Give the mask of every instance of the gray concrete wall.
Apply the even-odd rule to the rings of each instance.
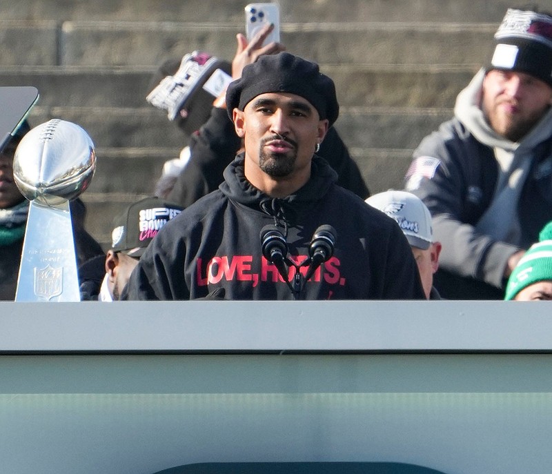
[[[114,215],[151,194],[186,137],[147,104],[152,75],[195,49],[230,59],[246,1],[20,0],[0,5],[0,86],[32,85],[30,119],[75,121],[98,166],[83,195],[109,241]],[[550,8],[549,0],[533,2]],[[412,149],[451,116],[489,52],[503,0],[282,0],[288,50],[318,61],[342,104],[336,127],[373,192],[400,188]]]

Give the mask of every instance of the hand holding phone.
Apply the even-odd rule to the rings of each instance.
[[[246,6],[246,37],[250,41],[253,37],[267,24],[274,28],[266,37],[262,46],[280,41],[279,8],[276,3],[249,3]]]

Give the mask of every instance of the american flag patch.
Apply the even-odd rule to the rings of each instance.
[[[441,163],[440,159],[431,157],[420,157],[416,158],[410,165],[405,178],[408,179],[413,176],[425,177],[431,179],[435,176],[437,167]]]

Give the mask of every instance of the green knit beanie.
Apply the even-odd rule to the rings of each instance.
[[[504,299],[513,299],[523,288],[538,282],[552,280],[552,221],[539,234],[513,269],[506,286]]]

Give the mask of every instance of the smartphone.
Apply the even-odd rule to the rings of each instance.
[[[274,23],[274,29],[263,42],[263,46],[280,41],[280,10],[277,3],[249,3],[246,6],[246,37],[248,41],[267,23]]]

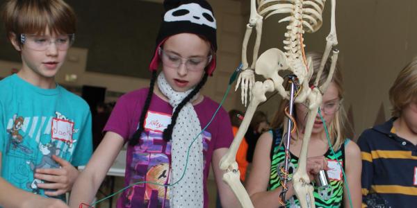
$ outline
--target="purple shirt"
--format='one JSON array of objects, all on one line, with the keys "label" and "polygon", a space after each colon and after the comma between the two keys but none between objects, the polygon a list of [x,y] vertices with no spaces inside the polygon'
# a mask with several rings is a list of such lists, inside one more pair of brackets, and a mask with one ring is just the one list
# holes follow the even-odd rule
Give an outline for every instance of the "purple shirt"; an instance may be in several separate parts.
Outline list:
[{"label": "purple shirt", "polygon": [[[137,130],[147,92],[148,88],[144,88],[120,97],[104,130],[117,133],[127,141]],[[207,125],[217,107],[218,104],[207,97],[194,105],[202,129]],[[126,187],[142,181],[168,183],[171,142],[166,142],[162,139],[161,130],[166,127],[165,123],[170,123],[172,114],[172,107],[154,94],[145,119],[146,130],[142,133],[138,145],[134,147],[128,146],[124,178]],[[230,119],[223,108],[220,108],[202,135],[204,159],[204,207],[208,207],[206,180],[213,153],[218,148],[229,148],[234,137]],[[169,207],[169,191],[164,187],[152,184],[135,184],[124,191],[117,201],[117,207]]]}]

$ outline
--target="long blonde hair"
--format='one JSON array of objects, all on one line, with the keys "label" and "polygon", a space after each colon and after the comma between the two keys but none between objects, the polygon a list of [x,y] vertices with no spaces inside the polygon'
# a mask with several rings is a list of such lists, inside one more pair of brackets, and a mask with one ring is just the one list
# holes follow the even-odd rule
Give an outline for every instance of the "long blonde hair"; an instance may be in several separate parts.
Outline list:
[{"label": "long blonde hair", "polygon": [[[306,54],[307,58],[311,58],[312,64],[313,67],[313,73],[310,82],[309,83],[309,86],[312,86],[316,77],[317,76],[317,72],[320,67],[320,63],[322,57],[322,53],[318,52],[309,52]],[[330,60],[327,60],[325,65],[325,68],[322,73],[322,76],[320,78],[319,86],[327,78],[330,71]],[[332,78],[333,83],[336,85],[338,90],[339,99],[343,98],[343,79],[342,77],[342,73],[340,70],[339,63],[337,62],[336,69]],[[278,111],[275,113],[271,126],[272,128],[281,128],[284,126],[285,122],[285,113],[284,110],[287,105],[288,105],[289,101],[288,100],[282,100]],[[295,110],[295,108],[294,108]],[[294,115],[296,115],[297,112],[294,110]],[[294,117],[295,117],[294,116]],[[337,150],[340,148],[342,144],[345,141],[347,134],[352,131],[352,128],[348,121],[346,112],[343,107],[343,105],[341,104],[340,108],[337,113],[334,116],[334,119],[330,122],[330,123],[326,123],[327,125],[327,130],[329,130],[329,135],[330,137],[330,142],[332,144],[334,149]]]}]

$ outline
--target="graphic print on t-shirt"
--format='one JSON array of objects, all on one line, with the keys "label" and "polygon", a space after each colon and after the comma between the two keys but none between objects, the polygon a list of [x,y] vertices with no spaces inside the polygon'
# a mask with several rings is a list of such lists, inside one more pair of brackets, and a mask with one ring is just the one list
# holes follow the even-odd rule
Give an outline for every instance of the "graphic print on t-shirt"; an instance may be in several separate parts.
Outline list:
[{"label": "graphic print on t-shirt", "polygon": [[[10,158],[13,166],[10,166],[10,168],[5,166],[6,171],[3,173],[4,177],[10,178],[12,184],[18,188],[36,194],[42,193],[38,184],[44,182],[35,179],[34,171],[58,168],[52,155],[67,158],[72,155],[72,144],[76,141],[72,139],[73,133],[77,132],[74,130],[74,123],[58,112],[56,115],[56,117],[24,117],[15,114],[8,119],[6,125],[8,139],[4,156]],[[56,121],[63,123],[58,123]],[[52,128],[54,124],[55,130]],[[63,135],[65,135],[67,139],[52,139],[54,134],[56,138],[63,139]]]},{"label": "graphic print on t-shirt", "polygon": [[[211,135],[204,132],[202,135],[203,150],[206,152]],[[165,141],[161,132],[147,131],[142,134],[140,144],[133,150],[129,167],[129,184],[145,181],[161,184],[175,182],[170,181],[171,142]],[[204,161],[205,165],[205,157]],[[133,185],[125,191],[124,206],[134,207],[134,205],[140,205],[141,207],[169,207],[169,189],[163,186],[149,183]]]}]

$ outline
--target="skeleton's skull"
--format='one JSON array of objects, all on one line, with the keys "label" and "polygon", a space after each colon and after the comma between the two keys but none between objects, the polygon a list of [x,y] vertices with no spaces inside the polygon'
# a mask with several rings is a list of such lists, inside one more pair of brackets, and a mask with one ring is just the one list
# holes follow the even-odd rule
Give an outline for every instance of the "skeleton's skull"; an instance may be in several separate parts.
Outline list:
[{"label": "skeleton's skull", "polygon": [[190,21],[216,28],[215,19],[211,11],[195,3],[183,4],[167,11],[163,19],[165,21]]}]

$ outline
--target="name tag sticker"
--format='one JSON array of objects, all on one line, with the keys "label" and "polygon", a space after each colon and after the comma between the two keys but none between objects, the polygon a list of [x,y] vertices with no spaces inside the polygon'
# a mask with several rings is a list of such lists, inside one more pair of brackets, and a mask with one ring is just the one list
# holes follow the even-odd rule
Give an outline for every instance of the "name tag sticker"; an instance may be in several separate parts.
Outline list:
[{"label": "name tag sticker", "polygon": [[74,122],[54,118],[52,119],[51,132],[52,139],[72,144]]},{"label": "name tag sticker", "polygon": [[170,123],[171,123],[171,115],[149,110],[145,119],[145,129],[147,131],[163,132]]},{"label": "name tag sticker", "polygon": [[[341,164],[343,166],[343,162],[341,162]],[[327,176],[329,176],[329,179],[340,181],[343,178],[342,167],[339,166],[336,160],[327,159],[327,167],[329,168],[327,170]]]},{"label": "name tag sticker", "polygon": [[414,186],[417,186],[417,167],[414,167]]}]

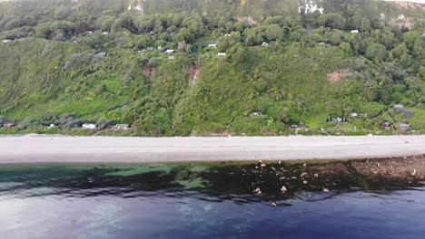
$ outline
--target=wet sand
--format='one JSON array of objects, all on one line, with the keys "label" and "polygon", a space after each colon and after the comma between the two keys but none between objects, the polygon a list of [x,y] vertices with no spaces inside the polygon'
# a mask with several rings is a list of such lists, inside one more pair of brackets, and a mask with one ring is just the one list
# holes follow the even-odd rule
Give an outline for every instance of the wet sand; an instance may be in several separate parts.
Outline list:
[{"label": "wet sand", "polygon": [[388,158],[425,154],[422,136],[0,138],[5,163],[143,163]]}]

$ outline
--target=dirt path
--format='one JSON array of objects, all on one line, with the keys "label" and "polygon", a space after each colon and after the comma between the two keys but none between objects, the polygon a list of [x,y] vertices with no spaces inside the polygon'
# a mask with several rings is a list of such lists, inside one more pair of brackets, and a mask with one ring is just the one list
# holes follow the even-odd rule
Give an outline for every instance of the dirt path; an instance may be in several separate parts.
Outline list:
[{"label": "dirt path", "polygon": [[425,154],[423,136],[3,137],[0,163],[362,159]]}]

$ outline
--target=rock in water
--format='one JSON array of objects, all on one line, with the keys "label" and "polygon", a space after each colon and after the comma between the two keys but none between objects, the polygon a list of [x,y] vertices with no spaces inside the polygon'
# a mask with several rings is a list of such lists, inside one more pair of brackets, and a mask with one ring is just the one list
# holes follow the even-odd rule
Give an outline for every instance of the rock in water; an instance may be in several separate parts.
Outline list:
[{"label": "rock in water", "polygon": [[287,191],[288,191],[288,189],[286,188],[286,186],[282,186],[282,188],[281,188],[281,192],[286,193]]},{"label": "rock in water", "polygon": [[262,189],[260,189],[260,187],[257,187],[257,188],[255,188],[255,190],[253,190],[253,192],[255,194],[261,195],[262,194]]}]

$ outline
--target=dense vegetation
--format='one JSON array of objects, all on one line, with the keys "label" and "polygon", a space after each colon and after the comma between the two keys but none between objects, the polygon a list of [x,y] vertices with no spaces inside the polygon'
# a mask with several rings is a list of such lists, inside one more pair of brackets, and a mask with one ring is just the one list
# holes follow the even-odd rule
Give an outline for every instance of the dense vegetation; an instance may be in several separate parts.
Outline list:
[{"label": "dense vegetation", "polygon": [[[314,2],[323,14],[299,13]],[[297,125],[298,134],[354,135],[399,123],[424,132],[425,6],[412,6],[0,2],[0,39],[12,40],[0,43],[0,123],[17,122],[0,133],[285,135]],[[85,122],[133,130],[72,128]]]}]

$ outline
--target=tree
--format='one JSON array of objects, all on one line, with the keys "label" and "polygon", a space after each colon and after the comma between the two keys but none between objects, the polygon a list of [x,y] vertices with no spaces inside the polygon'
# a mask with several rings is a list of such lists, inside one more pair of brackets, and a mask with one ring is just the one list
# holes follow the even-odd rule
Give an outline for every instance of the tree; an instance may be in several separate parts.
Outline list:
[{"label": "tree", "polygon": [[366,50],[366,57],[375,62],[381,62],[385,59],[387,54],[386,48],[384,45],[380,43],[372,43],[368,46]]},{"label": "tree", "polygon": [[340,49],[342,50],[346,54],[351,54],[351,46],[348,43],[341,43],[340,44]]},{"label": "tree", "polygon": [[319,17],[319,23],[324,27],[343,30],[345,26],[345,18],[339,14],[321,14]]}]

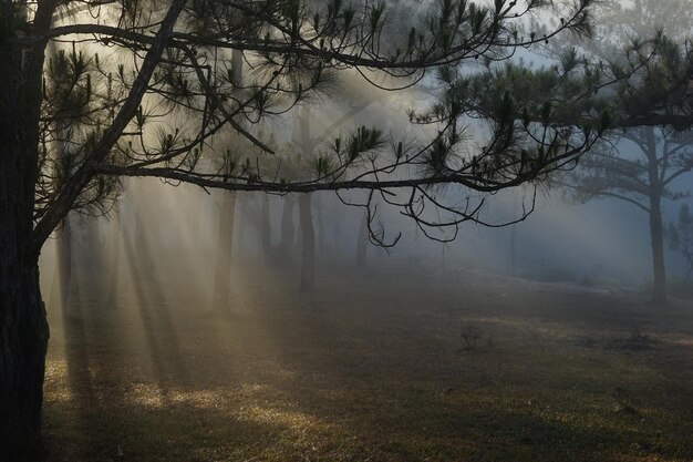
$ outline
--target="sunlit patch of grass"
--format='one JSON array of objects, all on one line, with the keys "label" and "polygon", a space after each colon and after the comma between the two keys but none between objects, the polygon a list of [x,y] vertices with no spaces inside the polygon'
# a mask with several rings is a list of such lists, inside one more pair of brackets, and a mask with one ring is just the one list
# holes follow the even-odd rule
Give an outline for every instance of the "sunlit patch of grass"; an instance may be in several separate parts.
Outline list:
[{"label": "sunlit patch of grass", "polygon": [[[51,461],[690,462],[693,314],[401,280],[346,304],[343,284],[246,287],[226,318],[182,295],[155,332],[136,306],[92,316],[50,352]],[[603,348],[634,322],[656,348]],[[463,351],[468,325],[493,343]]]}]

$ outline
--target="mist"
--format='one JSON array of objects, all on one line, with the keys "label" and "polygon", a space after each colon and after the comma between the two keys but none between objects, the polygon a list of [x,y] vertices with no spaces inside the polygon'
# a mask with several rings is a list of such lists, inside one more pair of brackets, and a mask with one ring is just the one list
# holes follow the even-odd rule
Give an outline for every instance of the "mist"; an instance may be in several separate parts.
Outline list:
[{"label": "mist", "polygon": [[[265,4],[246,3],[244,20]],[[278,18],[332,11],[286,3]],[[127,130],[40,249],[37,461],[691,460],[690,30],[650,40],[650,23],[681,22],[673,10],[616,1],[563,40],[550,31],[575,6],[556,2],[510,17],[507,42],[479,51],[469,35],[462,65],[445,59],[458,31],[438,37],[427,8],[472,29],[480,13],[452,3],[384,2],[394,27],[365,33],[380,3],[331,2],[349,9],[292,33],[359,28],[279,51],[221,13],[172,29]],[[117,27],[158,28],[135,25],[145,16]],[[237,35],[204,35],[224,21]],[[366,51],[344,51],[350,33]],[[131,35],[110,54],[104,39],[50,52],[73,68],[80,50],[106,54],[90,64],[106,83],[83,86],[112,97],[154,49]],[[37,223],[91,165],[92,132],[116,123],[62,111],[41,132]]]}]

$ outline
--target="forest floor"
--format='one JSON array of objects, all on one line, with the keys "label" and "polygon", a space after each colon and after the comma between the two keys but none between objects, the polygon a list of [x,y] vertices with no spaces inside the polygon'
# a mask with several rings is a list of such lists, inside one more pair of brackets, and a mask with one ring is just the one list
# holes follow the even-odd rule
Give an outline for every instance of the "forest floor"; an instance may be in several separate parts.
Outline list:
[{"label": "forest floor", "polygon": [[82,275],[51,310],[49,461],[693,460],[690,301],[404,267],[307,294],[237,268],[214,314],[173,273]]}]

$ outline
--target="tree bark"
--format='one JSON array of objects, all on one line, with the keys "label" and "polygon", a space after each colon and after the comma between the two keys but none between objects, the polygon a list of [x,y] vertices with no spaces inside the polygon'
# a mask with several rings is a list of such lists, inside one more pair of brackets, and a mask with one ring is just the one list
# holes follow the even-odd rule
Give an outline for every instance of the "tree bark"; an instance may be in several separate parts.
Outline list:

▶ TASK TO COMPLETE
Select every line in the rows above that contains the word "skull".

▶ WORKED SOLUTION
--target="skeleton's skull"
Give an outline for every instance of the "skeleton's skull"; an instance may be in several separate parts.
[{"label": "skeleton's skull", "polygon": [[190,21],[216,28],[215,19],[211,11],[195,3],[183,4],[167,11],[163,19],[165,21]]}]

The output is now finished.